◆ Work task:
According to the passage on NLP guardrails, which two institutions were the researchers who exposed the flaws from?

◆ Document passage:

Natural language processing (NLP) is quickly becoming ubiquitous. From customer service bots to telehealth products to the education system, this technology is filling critical roles. Many of the world’s knowledge workers now rely on artificial intelligence (AI) models to disseminate knowledge, in effect, influencing how the world thinks. That means the demand for keeping such systems under control — and not saying unsavory or harmful things — is also increasing.
These protections are provided through the use of guardrails, or programmatic barriers, put into place to prevent large language models (LLMs) from including certain topics in their output, including violence, profanity, criminal behaviors, race, hate speech, and more. Look no further than Gary Marcus’ substack to get a sense of the warped morality that these LLMs can take.
Research Exposes Flaws in NLP Guardrails
Recent experiments have shown weaknesses in current guardrails. Researchers from Carnegie Mellon University and the Center for AI Safety in San Francisco conducted a study that revealed significant flaws in the systems produced by OpenAI, Google, and Anthropic.
For example, the researchers found one way to break guardrails by appending prompts with a string of characters. This and many other simple tactics circumvent the safety measures put into place and enable the system to generate responses including unsavory topics.
Even more unsettling, the researchers were able to produce jailbreak attempts automatically, unlocking a near-infinite source of ways that these systems can be taken advantage of. As a result, there are concerns that LLMs will never be able to completely avoid off-the-rails behavior.
You just need a little imagination to picture the potential consequences. Maybe an AI-based learning program starts teaching school children about new curse words. Or your cutting-edge AI customer service agent explains to your clients the need to get violent sometimes. Lots of sticky situations are possible.

◆ Supplied material:

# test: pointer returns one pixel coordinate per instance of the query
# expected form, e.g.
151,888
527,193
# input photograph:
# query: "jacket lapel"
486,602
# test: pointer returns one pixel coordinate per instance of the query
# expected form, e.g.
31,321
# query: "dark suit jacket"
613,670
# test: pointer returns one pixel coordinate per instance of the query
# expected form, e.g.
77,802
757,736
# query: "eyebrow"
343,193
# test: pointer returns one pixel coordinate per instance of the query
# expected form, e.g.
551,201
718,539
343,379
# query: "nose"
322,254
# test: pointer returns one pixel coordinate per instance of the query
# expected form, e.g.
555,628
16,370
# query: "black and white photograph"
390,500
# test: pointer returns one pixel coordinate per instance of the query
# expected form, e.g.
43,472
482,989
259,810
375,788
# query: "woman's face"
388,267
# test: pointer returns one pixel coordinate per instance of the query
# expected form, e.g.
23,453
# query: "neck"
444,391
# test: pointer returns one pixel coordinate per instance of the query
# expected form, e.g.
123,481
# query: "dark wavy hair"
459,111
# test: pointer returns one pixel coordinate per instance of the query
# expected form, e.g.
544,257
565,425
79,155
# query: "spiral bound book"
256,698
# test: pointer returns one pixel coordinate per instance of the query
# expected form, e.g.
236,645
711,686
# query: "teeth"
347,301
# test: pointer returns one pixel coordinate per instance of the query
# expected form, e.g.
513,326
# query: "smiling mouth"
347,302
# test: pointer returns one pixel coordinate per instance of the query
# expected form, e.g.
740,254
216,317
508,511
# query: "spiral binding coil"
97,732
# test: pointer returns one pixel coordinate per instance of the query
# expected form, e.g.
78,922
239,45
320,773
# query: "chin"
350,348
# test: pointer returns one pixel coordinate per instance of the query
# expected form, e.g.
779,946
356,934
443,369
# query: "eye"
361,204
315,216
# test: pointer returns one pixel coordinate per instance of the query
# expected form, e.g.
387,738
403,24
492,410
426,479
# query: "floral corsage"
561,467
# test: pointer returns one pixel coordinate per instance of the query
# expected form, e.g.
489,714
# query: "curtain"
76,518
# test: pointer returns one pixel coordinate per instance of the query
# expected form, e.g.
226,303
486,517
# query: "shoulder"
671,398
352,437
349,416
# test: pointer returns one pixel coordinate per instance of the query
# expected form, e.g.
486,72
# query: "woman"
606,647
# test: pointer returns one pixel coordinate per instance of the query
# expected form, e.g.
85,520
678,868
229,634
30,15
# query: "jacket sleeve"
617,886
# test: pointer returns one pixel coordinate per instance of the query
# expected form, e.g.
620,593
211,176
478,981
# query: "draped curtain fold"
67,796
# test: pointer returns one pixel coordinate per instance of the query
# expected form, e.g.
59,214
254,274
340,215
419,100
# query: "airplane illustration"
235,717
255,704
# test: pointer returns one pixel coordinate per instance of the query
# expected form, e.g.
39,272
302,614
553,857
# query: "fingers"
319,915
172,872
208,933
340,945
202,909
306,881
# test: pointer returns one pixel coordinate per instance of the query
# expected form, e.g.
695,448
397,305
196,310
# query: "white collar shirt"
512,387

◆ Result of this exercise:
Carnegie Mellon University and the Center for AI Safety in San Francisco.